*PROMPT:* Select every line of the listing below that contains the string "black", and copy those lines. Case counts, so match the string only with the same capitalization.

*Stored dataset entries:*
§
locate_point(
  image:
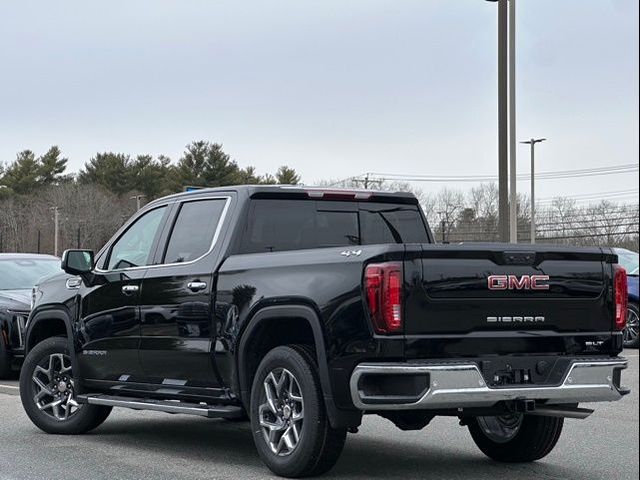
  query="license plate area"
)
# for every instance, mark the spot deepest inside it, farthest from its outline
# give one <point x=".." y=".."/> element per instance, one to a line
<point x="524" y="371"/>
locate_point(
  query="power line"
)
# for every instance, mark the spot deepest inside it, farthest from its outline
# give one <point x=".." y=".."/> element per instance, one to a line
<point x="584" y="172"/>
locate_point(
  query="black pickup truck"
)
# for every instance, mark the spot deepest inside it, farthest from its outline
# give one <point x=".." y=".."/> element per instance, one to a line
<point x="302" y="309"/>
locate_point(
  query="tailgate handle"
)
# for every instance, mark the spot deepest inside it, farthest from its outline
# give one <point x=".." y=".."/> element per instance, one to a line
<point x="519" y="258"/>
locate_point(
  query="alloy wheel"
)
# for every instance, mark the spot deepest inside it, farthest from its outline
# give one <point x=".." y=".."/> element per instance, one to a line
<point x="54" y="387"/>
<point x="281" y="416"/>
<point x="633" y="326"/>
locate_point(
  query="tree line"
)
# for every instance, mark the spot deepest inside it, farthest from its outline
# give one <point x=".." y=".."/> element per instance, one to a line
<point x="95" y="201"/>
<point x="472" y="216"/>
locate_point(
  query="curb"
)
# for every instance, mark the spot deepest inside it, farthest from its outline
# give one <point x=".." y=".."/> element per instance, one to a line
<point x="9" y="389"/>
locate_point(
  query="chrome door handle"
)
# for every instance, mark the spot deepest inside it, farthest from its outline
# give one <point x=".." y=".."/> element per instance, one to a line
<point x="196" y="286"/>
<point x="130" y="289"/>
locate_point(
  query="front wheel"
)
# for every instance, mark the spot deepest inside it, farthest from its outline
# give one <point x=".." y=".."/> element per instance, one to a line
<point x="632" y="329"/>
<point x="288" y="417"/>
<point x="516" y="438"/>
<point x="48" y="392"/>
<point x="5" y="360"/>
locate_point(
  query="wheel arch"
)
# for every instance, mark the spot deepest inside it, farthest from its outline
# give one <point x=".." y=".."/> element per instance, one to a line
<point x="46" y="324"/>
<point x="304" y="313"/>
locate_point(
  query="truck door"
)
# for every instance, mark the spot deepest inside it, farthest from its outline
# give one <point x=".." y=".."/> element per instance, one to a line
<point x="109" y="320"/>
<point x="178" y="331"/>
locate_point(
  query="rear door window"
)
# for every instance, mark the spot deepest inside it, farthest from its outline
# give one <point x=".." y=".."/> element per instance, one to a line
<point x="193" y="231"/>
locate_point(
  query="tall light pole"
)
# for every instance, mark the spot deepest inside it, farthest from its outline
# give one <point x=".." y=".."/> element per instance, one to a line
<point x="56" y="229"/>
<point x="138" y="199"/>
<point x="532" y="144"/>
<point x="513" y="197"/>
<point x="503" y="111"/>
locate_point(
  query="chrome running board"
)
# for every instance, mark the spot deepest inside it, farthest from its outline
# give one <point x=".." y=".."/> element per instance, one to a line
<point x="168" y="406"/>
§
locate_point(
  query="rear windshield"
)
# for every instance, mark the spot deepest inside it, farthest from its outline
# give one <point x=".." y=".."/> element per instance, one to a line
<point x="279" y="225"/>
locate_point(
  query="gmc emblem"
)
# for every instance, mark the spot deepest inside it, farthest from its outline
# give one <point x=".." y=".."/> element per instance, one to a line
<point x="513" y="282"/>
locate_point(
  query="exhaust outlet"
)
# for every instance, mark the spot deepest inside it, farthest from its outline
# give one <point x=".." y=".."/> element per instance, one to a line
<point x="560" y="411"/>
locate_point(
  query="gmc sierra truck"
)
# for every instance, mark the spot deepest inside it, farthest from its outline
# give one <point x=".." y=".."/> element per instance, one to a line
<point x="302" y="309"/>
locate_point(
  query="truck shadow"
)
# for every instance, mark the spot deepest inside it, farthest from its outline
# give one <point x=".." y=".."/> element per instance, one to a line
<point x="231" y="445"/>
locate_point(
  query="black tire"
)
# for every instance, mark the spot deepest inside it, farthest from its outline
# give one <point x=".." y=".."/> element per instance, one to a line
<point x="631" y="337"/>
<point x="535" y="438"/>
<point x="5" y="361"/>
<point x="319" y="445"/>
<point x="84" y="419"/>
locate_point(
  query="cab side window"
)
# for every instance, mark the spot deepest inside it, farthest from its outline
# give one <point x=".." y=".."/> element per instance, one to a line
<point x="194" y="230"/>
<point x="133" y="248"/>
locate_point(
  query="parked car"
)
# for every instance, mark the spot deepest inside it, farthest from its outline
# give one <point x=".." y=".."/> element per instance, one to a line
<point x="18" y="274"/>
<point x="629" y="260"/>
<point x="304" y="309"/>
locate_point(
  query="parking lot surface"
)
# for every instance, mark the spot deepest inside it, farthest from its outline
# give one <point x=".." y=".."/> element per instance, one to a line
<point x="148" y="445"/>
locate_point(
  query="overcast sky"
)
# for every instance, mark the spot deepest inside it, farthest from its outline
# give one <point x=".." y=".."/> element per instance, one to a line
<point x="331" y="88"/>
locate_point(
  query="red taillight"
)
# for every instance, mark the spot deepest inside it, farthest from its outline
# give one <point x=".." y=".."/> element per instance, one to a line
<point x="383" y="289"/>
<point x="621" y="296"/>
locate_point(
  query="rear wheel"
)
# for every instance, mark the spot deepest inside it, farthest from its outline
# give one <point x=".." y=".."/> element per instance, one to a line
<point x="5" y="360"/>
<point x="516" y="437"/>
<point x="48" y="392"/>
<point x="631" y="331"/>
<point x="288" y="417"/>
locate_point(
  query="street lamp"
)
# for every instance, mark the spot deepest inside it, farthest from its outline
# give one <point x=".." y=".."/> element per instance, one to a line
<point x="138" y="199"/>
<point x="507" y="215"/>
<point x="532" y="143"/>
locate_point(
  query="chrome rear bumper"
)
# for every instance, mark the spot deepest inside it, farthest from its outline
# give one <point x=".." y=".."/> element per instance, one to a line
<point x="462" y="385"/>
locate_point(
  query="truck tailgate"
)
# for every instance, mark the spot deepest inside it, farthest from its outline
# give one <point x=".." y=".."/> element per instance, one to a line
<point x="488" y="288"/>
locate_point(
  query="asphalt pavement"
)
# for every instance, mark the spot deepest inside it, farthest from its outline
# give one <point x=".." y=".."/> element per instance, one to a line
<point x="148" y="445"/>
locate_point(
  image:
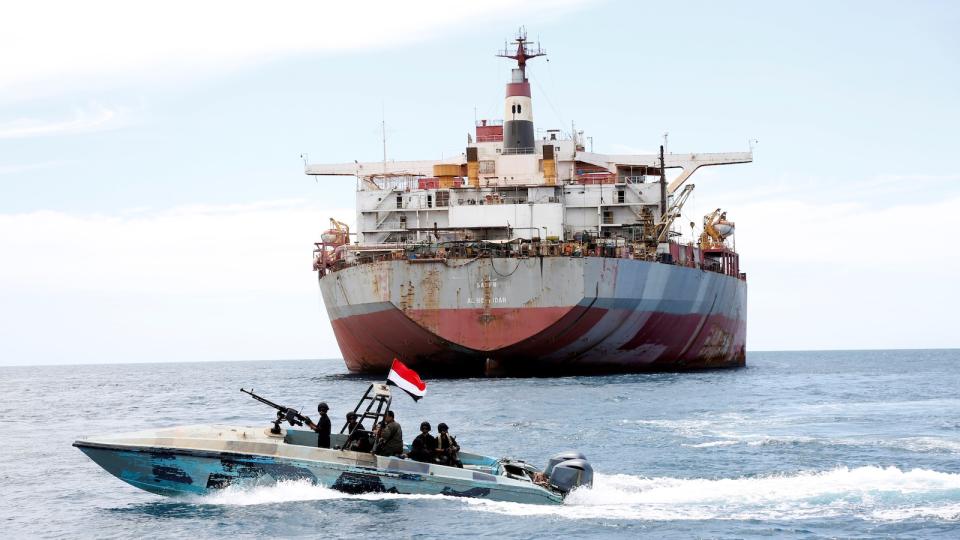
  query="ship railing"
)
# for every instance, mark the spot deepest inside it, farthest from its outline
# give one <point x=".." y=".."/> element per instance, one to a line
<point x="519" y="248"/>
§
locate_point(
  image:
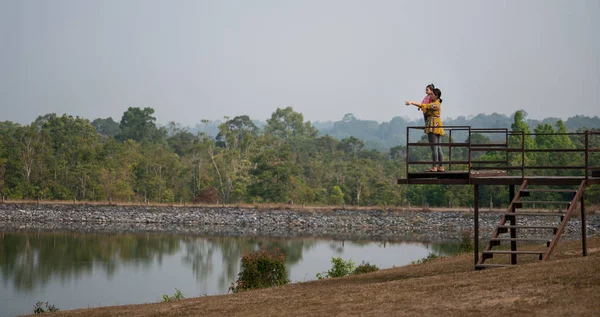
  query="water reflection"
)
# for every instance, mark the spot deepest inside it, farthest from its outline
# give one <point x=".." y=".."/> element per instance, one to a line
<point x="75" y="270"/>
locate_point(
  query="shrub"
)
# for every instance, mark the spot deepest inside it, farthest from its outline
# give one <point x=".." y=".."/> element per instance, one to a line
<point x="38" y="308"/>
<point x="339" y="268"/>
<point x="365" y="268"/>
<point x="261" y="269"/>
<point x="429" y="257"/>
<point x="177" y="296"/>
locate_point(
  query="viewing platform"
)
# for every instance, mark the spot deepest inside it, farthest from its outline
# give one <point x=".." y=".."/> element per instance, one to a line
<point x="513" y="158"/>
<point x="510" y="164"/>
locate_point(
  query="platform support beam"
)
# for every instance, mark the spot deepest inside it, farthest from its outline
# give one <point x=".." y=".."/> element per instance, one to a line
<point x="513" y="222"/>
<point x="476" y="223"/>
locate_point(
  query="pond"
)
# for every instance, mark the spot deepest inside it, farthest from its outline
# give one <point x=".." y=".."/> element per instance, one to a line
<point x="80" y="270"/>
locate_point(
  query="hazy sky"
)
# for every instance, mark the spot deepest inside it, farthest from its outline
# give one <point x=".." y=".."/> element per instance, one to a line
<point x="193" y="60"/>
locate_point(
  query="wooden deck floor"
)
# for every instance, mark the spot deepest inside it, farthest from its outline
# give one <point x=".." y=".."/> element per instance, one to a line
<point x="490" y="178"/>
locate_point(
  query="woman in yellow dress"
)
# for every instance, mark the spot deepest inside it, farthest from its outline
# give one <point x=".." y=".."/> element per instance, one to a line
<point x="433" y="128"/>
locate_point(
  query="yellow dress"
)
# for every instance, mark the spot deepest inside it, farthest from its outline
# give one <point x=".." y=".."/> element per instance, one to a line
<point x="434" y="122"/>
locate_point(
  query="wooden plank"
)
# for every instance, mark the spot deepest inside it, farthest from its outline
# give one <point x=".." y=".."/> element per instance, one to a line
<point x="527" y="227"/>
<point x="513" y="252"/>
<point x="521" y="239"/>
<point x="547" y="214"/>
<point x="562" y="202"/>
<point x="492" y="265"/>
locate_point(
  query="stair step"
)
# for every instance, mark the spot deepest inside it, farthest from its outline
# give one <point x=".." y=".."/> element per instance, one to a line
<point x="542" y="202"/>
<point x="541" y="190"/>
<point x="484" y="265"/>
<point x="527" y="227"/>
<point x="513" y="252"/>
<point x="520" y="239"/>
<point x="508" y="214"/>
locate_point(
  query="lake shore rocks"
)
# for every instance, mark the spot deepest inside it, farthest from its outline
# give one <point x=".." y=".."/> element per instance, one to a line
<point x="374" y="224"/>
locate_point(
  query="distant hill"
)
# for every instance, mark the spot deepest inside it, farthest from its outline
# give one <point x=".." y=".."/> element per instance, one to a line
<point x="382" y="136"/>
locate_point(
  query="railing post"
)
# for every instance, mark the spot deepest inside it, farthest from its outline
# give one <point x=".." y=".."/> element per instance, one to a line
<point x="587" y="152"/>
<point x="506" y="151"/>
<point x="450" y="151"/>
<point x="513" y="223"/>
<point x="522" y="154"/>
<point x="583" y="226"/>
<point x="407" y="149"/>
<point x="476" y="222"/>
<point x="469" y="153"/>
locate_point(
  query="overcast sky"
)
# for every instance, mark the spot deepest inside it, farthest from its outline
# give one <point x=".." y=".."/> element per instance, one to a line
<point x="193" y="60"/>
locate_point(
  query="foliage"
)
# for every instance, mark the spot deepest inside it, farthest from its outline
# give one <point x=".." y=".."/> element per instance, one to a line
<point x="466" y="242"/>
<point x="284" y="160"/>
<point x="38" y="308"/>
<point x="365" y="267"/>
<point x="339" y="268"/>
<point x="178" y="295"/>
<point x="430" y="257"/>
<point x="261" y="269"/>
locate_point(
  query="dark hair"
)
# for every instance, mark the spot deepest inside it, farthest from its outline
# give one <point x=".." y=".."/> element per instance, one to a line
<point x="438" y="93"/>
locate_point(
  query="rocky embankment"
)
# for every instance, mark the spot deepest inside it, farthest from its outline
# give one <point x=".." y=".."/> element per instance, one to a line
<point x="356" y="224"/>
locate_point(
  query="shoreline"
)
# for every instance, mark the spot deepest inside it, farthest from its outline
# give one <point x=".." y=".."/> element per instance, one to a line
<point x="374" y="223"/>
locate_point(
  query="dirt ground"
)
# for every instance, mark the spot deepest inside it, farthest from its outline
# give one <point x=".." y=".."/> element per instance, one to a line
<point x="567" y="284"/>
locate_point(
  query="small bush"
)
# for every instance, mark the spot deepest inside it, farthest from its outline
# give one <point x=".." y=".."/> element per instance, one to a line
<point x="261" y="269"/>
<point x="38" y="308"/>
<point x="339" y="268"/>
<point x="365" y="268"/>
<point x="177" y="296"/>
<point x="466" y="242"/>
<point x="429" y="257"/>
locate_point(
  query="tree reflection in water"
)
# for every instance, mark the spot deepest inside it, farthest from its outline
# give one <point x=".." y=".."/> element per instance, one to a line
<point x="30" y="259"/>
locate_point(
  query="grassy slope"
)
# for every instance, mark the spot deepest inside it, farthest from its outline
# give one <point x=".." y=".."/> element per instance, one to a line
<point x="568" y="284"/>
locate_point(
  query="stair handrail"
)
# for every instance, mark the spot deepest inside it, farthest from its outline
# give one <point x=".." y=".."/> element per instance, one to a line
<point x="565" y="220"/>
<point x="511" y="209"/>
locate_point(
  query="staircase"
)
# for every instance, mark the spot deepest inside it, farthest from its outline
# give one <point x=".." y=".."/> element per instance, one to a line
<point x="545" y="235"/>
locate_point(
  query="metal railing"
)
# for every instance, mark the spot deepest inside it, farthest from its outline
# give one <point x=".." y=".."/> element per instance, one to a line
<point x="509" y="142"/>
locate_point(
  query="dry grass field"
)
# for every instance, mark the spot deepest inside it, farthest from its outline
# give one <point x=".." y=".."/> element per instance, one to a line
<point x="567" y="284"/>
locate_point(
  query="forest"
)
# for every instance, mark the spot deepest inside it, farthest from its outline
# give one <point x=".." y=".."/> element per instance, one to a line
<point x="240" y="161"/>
§
*ANSWER TO THE TASK:*
  query="black pickup truck"
  query="black tire"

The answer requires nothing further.